▶ Supplied records:
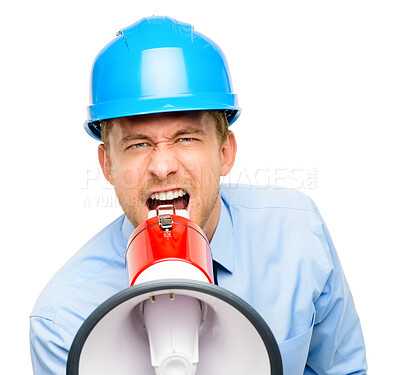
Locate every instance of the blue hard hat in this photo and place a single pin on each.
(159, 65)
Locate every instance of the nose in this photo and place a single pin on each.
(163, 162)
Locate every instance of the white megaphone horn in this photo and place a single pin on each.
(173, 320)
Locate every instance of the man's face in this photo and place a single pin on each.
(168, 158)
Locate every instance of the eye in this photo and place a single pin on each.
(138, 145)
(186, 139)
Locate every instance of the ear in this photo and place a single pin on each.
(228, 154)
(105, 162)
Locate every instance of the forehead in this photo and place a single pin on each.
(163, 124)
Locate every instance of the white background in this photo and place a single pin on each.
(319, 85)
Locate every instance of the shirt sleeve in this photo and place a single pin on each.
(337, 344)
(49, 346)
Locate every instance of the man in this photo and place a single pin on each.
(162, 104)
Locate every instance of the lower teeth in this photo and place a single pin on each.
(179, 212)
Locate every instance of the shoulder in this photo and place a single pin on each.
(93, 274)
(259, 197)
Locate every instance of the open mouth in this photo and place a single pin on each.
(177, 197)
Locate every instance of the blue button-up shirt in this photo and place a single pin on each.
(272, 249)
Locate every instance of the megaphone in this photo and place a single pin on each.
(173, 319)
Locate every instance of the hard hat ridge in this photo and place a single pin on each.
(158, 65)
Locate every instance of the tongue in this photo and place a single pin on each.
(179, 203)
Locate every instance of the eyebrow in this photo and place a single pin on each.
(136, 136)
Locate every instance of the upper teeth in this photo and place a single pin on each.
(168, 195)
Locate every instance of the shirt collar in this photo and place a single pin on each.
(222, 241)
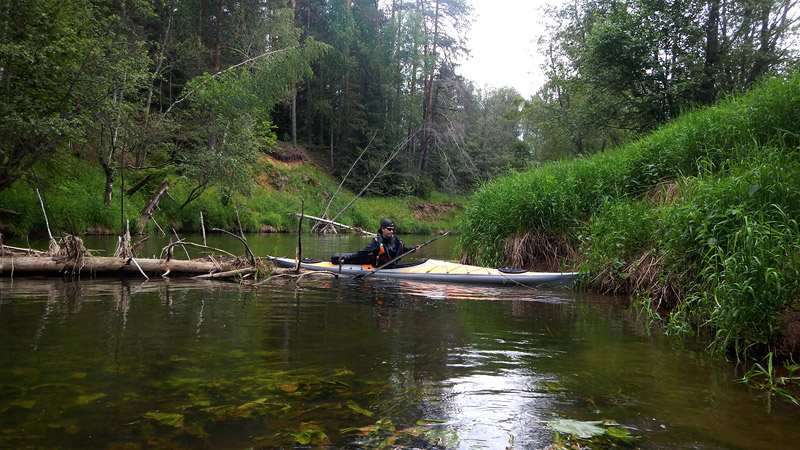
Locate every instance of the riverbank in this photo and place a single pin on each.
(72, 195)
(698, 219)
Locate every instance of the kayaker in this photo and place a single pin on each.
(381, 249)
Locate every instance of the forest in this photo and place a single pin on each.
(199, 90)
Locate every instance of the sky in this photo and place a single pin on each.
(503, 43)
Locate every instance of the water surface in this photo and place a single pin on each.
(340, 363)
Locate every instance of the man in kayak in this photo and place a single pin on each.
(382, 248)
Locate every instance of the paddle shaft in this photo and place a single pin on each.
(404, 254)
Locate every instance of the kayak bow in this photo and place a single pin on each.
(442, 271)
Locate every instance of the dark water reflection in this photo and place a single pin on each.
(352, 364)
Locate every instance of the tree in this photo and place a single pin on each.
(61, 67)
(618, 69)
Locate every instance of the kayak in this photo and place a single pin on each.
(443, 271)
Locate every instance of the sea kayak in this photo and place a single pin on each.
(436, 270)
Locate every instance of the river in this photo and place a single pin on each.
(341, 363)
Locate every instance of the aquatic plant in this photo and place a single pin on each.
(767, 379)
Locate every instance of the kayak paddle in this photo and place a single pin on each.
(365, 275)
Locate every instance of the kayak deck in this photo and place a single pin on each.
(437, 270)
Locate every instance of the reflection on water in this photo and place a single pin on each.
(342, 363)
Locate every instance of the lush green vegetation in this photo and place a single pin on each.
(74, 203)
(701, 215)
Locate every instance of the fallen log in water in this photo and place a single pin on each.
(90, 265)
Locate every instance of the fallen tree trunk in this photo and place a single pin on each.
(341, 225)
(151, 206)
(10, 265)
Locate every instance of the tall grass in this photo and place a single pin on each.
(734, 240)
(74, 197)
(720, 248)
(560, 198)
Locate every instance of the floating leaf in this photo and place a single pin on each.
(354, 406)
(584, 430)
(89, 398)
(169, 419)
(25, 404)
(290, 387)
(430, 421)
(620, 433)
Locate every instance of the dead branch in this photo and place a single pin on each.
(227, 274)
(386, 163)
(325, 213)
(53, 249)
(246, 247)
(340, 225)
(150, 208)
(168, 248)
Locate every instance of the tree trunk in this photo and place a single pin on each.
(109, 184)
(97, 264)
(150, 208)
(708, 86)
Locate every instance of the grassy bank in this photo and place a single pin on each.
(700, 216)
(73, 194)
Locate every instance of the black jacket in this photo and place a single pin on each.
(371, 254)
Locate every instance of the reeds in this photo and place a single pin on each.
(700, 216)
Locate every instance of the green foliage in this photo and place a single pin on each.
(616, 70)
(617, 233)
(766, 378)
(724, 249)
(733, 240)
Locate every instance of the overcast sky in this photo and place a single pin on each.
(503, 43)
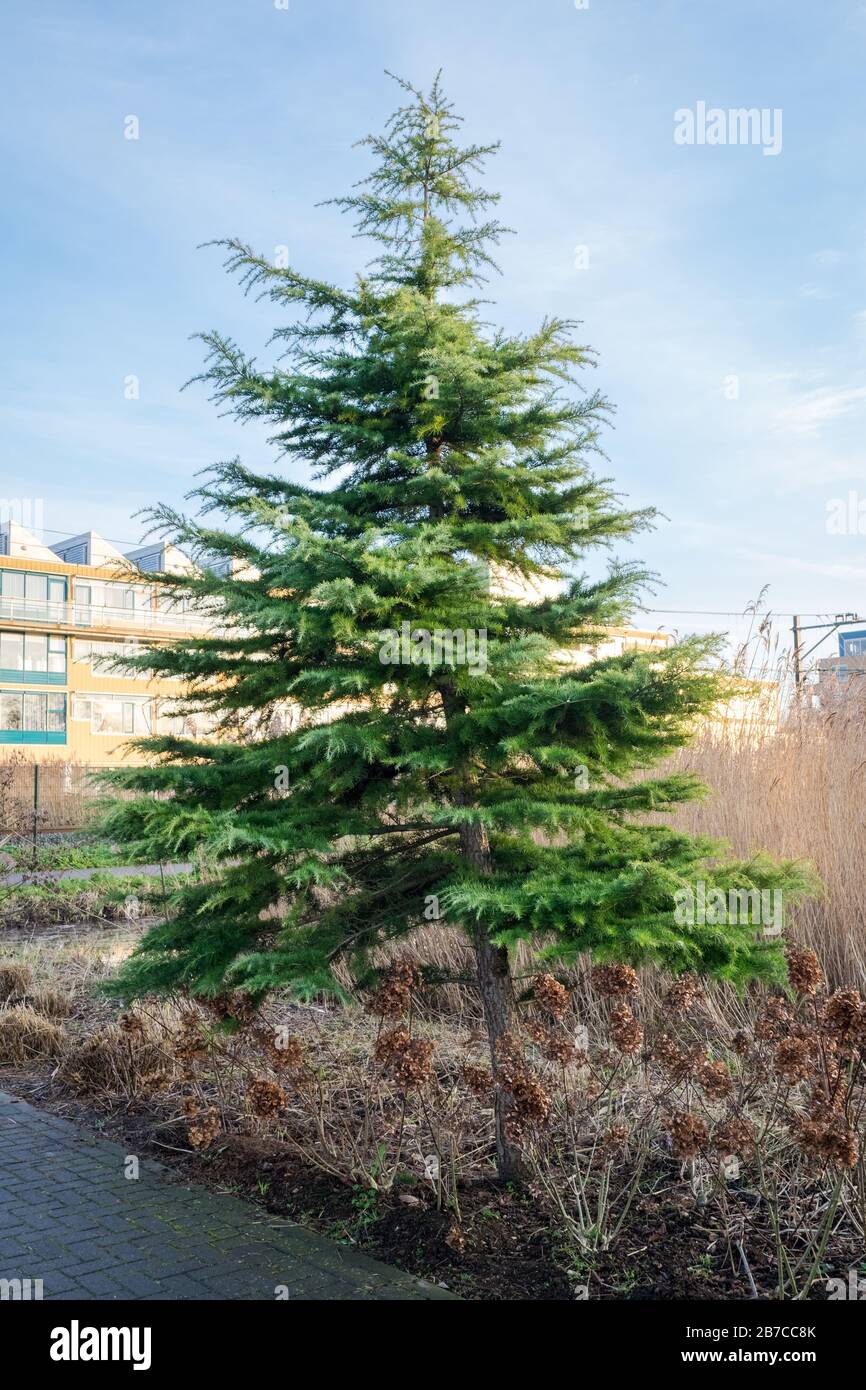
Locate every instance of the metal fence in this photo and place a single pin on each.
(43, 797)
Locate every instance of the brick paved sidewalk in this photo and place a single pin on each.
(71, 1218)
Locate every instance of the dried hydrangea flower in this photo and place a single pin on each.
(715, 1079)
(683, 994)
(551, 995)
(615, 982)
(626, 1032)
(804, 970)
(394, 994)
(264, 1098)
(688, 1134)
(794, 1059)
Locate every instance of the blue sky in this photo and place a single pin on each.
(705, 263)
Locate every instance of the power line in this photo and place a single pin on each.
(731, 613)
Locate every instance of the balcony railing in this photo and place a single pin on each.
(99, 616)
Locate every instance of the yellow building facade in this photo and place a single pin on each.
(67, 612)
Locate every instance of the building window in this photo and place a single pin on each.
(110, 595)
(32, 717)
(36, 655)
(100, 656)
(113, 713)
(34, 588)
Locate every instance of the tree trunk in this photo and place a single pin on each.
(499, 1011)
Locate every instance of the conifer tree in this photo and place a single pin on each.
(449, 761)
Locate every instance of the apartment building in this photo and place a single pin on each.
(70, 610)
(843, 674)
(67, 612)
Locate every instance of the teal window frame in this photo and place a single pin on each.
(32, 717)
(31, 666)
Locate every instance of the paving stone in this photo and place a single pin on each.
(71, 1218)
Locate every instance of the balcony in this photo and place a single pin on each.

▶ Your objective:
The answer should be the complete listing, set down exactly, without pictures.

▶ Response below:
Locate every instance of the blue hard hat in this photo and place a single pin on each.
(159, 65)
Locate every instance of the nose in this photo and place a single pin on each.
(163, 162)
Locate every instance of the white megaphone horn in this photo and place a single pin on each.
(173, 320)
Locate every instance of the man's face in this photo and place a single pin on each.
(168, 158)
Locate every instance of the eye in this photo and place a single pin on each.
(138, 145)
(186, 139)
Locate every instance of the ear in this photo and place a single pin on each.
(228, 154)
(105, 162)
Locate every instance of the forehead in this photo and place a single pin on each.
(163, 124)
Locate every instance of the white background in this photo and place a single pin on each.
(319, 85)
Locate every instance of the shirt sleeve in this photo and place a single pin on each.
(337, 344)
(49, 346)
Locate every instance of the man in this photo and place a single pin on each.
(162, 104)
Locate every instance of the lower teeth in this photo and place a single pin on each.
(179, 212)
Locate every instance of the shoulder in this photo and place a single pin on each.
(93, 274)
(259, 197)
Locate every instance of the open mouth in this photo and place a single pin on each.
(177, 197)
Locate every instance of the blue button-up shirt in this photo and place a single pin on each.
(272, 249)
Locate every instance of the megaphone in this photo and place a single pin on each.
(173, 319)
Locate every instance of the hard hat ridge in this photo and place a single pin on each.
(158, 65)
Locate every instance of the tongue in this photo and place a single pin on each.
(179, 203)
Locate every instance of the eyebrow in this photo and place a single pin on each.
(136, 136)
Locate every instance of the upper teeth in this photo and place a single pin on each.
(168, 195)
Locate every instance of the shirt collar in this photo and place a single pin on each.
(222, 241)
Locate every instance of the riverbank in this photo and place a single pin on each.
(72, 195)
(698, 219)
Locate every instance of the kayaker in this photo and place a single pin on each.
(381, 249)
Locate every instance of the forest in this photo and place a single pin on each.
(199, 90)
Locate every instance of the sky in this photo and place a single pin on each.
(503, 43)
Locate every instance of the water surface in this photo and place a single pin on each.
(340, 363)
Locate every instance of the man in kayak in this photo and place a single pin on each.
(382, 248)
Locate every instance of the paddle shaft in this photo and place a single pin on each.
(404, 254)
Locate every instance of the kayak bow in this photo and place a single pin on each.
(442, 271)
Locate every instance of the dark water reflection in this photo and place a single pin on each.
(352, 364)
Locate every instance of the tree in this photo and place a single pin on each.
(61, 67)
(618, 69)
Locate every instance of the kayak in this photo and place a single pin on each.
(443, 271)
Locate every instance of the sea kayak in this photo and place a single pin on each.
(436, 270)
Locate every instance of the river in this photo and place a single pin on each.
(341, 363)
Locate every instance of the aquatic plant in this photo and place a single pin on each.
(767, 379)
Locate every instance of the kayak paddle in this photo and place a single pin on each.
(365, 275)
Locate every instance of the kayak deck in this photo and place a single pin on each.
(437, 270)
Locate every instance of the reflection on water in this photo and place a single pin on each.
(342, 363)
Locate every instance of the lush green vegetation in this photo and place a single pin on each.
(74, 203)
(701, 215)
Locate every instance of the fallen log in water in this photo and place a single pin on each.
(90, 265)
Locate every instance of the fallen tree trunk in this photo and place a single pin on each.
(341, 225)
(151, 206)
(10, 265)
Locate every instance of the tall grass in this photo and place a single pin on each.
(734, 240)
(74, 197)
(720, 248)
(560, 198)
Locate every instance of the floating leaf in this photo and place a single pin on each.
(354, 406)
(584, 430)
(89, 398)
(169, 419)
(25, 404)
(290, 387)
(430, 421)
(620, 433)
Locate every instance of the dead branch in this photo and place a single pin on each.
(227, 274)
(386, 163)
(325, 213)
(53, 249)
(246, 247)
(340, 225)
(150, 208)
(168, 248)
Locate every instance of the tree trunk in this photo and place a single pin on each.
(109, 184)
(97, 264)
(150, 208)
(708, 86)
Locate every instance of the grassy bank in this photo and place a single pin on each.
(700, 216)
(73, 194)
Locate every instance of the black jacket in this photo and place a single pin on each.
(371, 254)
Locate every instance of the reeds in this photo and place a single pin on each.
(700, 216)
Locate every instance of the green foliage in this photo and place a single pin on each.
(616, 70)
(617, 233)
(766, 378)
(724, 249)
(733, 240)
Locate every instance of the overcast sky in this photo and place a single pin on each.
(503, 43)
Locate every instance of the metal fence in this photo and place a single pin on each.
(43, 797)
Locate every instance of the brick paved sidewalk in this photo and place a single pin on each.
(71, 1218)
Locate every instance of the dried hydrangea flower in this photo and place a single pin on each.
(715, 1079)
(683, 994)
(551, 995)
(615, 982)
(626, 1032)
(804, 970)
(394, 994)
(264, 1098)
(688, 1134)
(794, 1059)
Locate every instance of the blue sky in this photo and place a single pin on each.
(705, 263)
Locate every instance of the power line in this photo and place a single pin on each.
(731, 613)
Locate every instance of the balcony railing in this photo and place a single pin on each.
(99, 616)
Locate every instance of the yellow building facade in this photo and place a single pin on each.
(67, 612)
Locate every instance of the building window in this photo and place a single pin on each.
(110, 595)
(32, 717)
(36, 655)
(100, 656)
(113, 713)
(34, 588)
Locate every instance of the tree trunk in this photo and place a single pin on each.
(499, 1011)
Locate every instance of the conifer tree in this photo and place a single pin on each.
(449, 761)
Locate every instance of the apartment building in this photo and place a single pin on each.
(70, 610)
(843, 674)
(67, 612)
Locate every instance of the teal window frame in this photo and place a single pin on each.
(32, 717)
(31, 666)
Locate every instance of the paving stone in this photo and place a single pin on each.
(71, 1218)
Locate every instance of the balcony in this photo and place a single pin on each.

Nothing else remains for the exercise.